====== Reading text ======

Effects of minimum legal drinking age on alcohol and marijuana use: evidence from toxicological testing data for fatally injured drivers aged 16 to 25 years
Published Date:Jan 2015
Source:Inj Epidemiol. 2.
Pubmed Central ID:PMC4539964
Funding:K01 AA021511/AA/NIAAA NIH HHS/United States
R21 DA029670/DA/NIDA NIH HHS/United States
R49 CE002096/CE/NCIPC CDC HHS/United States
Alcohol and marijuana are among the most commonly used drugs by adolescents and young adults. The question of whether these two drugs are substitutes or complements has important implications for public policy and prevention strategies, especially as laws regarding the use of marijuana are rapidly changing.
Data were drawn from fatally injured drivers aged 16 to 25 who died within 1 h of the crash in nine states with high rates of toxicology testing based from 1999 to 2011 on the Fatality Analysis Reporting System (N = 7,191). Drug tests were performed using chromatography and radioimmunoassay techniques based on blood and/or urine specimens. Relative risk regression and Joinpoint permutation analysis were used.

====== Dataset ======

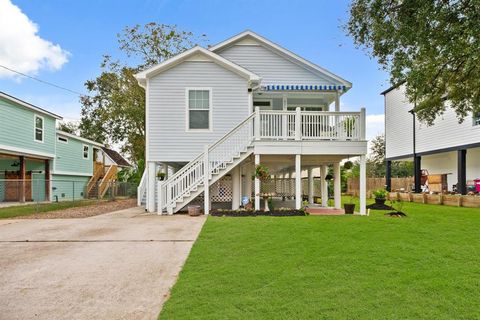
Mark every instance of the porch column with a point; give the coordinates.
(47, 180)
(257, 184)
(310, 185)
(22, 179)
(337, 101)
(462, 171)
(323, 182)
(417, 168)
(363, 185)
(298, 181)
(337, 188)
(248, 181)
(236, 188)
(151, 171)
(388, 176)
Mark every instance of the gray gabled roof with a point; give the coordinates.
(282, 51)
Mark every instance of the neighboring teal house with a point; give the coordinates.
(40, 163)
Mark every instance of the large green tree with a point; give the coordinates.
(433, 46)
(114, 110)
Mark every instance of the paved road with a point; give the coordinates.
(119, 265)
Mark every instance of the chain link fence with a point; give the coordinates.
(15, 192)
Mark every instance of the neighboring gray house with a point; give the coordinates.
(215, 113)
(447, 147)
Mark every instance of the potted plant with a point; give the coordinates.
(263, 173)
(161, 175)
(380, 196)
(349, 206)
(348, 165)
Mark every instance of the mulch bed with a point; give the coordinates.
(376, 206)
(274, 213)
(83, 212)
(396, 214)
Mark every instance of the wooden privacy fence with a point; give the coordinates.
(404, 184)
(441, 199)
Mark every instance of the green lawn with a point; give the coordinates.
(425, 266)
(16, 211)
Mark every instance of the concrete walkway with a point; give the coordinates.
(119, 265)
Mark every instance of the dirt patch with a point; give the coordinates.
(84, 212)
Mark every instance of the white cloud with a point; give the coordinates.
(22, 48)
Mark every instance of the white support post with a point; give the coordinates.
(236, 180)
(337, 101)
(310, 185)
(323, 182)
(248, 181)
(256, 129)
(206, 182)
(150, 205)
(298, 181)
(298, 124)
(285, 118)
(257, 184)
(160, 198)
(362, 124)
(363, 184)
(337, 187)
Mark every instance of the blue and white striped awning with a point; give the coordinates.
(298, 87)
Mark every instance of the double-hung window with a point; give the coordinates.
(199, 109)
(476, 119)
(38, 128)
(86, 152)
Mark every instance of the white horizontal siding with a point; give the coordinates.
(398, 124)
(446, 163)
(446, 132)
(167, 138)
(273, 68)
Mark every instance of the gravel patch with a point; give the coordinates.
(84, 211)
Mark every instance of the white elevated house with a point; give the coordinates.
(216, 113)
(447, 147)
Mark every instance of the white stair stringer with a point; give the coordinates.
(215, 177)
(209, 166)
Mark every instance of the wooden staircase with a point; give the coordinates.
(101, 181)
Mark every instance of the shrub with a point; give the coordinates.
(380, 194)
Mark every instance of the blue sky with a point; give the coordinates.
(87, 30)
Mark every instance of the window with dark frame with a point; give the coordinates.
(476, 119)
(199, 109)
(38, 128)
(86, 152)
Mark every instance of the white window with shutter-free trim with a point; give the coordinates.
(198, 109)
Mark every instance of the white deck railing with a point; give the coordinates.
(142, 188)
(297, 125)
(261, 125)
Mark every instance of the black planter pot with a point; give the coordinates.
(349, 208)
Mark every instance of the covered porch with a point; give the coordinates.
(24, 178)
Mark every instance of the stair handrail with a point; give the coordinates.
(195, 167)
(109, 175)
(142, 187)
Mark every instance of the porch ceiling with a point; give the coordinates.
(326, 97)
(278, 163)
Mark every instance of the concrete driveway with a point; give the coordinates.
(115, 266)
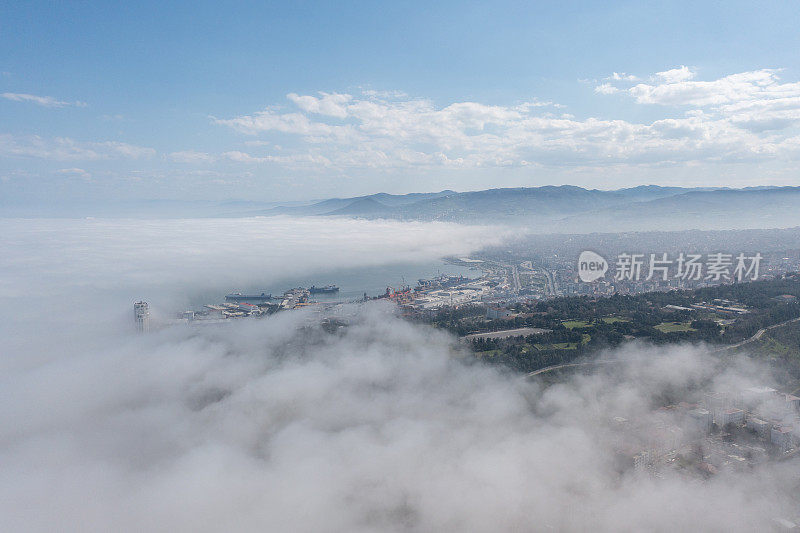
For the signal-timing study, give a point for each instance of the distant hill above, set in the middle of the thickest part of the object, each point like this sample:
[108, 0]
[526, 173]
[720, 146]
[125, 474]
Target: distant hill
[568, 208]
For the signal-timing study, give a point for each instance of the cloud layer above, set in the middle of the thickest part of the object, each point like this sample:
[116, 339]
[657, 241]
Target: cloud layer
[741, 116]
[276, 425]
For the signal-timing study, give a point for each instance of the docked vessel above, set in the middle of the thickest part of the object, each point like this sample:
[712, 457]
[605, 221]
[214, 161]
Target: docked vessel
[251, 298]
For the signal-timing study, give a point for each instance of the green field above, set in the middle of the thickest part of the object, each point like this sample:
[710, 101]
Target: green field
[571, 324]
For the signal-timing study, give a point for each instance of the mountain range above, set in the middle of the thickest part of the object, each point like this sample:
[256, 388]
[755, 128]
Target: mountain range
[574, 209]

======
====== Dataset ======

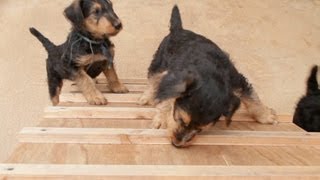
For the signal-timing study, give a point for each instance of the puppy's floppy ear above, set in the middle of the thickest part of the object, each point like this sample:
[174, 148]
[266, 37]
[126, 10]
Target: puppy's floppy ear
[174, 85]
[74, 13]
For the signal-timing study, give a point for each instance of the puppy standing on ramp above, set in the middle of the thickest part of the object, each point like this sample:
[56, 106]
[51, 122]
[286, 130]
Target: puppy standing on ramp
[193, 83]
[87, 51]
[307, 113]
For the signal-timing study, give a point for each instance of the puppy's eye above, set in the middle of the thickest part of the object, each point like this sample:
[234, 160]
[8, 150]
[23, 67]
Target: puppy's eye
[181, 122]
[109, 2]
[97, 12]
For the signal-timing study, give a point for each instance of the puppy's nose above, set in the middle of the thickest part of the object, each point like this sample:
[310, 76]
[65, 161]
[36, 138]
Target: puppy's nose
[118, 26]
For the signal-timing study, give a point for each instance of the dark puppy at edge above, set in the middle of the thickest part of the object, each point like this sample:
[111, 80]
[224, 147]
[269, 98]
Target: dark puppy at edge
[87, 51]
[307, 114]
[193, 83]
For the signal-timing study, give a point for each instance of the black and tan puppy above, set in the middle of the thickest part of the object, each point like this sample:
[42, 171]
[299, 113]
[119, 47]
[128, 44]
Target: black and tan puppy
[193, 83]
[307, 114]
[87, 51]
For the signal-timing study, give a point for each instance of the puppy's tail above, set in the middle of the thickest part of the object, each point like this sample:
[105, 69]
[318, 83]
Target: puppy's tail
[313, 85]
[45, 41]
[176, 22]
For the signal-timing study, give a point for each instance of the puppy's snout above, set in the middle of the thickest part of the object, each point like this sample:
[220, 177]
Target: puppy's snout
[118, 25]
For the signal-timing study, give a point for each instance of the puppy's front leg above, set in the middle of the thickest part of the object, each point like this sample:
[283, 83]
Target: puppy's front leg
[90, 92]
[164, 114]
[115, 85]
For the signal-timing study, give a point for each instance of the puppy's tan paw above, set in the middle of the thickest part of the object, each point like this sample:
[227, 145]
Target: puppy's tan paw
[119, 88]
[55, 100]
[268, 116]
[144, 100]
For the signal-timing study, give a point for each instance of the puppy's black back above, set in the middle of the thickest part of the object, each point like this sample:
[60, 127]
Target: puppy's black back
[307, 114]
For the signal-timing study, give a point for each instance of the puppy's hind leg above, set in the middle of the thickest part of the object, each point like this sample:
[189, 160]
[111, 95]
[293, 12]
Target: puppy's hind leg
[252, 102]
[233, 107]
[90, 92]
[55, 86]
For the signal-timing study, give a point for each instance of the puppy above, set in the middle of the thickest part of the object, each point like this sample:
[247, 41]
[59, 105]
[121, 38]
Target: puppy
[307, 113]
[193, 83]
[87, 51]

======
====== Dataset ======

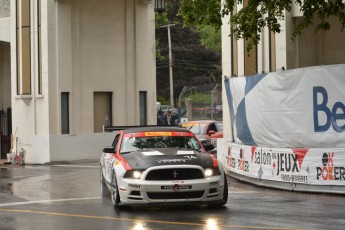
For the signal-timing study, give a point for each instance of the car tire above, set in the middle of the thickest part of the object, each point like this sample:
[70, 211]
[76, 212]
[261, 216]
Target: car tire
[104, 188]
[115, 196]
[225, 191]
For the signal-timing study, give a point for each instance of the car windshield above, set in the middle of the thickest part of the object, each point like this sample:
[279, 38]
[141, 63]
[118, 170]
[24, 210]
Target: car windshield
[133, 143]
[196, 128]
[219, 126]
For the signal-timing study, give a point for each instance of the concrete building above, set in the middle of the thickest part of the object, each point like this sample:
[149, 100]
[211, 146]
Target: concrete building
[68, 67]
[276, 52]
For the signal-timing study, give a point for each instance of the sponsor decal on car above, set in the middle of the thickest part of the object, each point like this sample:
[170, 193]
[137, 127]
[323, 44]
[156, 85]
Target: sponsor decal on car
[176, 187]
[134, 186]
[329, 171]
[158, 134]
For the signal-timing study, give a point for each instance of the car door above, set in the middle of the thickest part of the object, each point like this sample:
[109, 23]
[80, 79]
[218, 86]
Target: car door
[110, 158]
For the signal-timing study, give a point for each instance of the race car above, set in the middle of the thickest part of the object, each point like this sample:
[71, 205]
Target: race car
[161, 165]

======

Questions on the material:
(1) In the drinking age abstract, how many fatally injured drivers were included in the data?
(2) Continue the drinking age abstract from the point where it stops.

Task answers:
(1) 7,191

(2)
Overall, 50.5% of the drivers studied tested positive for alcohol or marijuana. Univariable relative risk modeling revealed that reaching the minimum legal drinking age was associated with a 14% increased risk of alcohol use (RR = 1.14, 95% CI: 1.02 to 1.28), a 24% decreased risk of marijuana use (RR = 0.76, 95% CI: 0.53 to 1.10), and a 22% increased risk of alcohol plus marijuana use (RR=1.22, 95% CI: 0.90 to 1.66). Joinpoint permutation analysis indicated that the prevalence of alcohol use by age is best described by two slopes, with a change at age 21. There was limited evidence for a change at age 21 for marijuana use.
These results suggest that among adolescents and young adults, increases in alcohol availability after reaching the MLDA have marginal effect on marijuana use.